[Exercise objective] Please rewrite the entries from the line containing "indicate the tall" through the end of the entries, changing "slender" to "thin" and leaving everything else the same.

[begin Dataset rows]

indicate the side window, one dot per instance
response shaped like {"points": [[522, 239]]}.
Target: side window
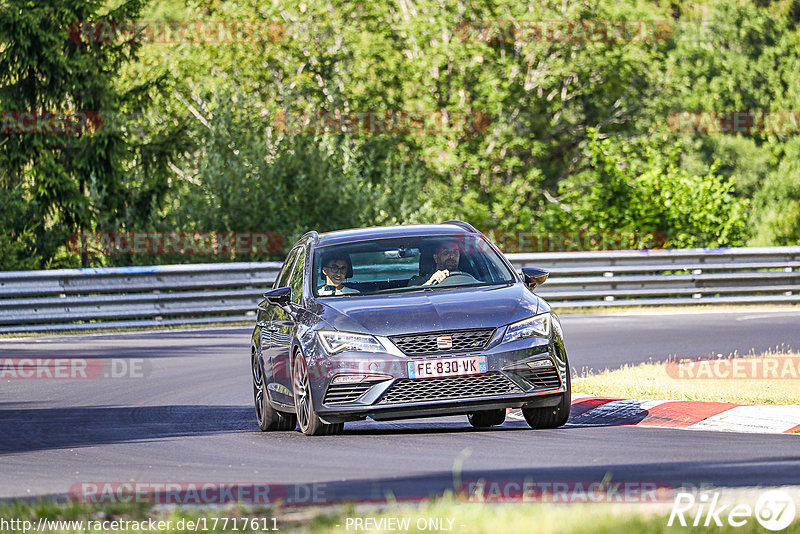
{"points": [[283, 276], [297, 278]]}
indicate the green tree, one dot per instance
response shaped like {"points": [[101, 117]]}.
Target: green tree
{"points": [[639, 186], [99, 178]]}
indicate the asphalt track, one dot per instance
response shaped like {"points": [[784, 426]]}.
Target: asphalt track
{"points": [[190, 419]]}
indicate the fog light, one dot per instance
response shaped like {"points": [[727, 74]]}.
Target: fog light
{"points": [[354, 378], [347, 379]]}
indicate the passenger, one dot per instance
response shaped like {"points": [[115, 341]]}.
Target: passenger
{"points": [[446, 258], [336, 269]]}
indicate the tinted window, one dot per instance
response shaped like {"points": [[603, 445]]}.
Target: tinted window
{"points": [[406, 264], [283, 276]]}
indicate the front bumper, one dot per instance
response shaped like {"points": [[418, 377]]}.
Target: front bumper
{"points": [[389, 393]]}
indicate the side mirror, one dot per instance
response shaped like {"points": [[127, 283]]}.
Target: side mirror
{"points": [[534, 276], [279, 297]]}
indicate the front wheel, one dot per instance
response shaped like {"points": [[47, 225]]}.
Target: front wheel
{"points": [[309, 421], [487, 418], [551, 416]]}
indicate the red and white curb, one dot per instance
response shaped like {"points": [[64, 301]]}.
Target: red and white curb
{"points": [[690, 415]]}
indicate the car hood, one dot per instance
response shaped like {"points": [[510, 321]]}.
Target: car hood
{"points": [[438, 309]]}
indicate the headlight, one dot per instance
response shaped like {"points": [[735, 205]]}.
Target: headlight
{"points": [[538, 325], [335, 342]]}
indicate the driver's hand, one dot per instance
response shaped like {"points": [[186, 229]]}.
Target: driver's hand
{"points": [[437, 277]]}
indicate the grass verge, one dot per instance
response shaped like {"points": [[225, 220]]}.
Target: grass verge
{"points": [[768, 378]]}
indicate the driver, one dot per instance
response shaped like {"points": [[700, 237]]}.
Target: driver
{"points": [[336, 268], [446, 257]]}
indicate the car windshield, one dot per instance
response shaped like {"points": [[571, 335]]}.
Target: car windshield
{"points": [[407, 264]]}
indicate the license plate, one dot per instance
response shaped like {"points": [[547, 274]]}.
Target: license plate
{"points": [[468, 365]]}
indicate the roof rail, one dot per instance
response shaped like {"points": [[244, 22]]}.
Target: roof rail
{"points": [[466, 226]]}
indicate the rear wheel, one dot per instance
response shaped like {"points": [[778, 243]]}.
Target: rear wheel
{"points": [[487, 418], [268, 417], [551, 416], [309, 421]]}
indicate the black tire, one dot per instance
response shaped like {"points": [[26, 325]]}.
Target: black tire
{"points": [[487, 418], [309, 422], [268, 417], [551, 416]]}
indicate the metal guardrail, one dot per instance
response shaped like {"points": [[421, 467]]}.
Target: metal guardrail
{"points": [[79, 299]]}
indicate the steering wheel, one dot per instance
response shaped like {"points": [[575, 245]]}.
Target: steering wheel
{"points": [[461, 277]]}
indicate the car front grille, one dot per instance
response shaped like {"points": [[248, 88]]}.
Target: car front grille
{"points": [[344, 393], [540, 378], [406, 390], [462, 340]]}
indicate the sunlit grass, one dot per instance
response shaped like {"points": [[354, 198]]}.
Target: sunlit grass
{"points": [[655, 381]]}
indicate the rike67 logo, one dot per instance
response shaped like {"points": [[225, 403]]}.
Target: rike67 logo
{"points": [[774, 510]]}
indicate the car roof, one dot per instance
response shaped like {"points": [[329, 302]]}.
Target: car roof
{"points": [[382, 232]]}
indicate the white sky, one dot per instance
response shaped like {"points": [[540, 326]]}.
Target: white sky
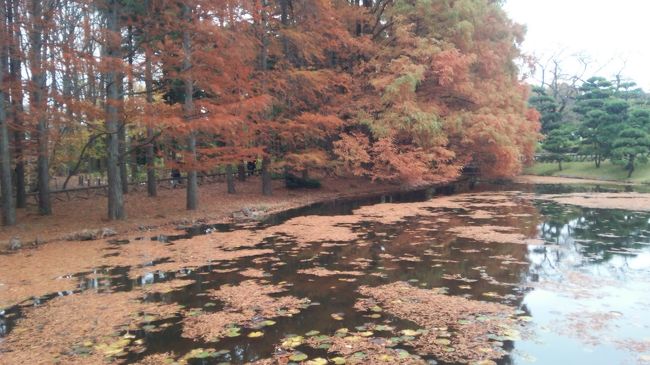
{"points": [[614, 34]]}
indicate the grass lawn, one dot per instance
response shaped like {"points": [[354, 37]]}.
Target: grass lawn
{"points": [[587, 170]]}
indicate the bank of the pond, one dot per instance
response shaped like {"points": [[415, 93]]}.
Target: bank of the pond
{"points": [[587, 170], [167, 210]]}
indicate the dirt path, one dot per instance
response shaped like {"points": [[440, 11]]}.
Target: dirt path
{"points": [[168, 209]]}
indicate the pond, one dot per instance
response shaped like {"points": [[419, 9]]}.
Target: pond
{"points": [[490, 274]]}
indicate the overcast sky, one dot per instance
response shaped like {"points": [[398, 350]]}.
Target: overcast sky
{"points": [[614, 34]]}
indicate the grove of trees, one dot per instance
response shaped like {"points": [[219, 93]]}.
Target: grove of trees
{"points": [[397, 90], [602, 120]]}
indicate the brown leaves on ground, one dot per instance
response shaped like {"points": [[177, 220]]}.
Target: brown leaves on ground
{"points": [[456, 329], [66, 327], [244, 303]]}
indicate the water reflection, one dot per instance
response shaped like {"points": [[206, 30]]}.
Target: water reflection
{"points": [[585, 284]]}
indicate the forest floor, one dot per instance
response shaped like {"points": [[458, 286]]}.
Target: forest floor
{"points": [[168, 208], [587, 170]]}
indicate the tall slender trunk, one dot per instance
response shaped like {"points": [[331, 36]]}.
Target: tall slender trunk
{"points": [[152, 184], [121, 134], [267, 188], [188, 108], [284, 20], [241, 172], [630, 166], [38, 107], [230, 179], [264, 44], [17, 104], [8, 208], [115, 197]]}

[end Dataset rows]

[Result for this task]
indicate the tall thin trunk, one dot per instance
response shaped like {"points": [[331, 36]]}.
Target: tall thin trunk
{"points": [[152, 184], [121, 134], [267, 188], [188, 108], [284, 20], [241, 172], [630, 166], [38, 107], [230, 179], [264, 44], [17, 104], [8, 208], [115, 197]]}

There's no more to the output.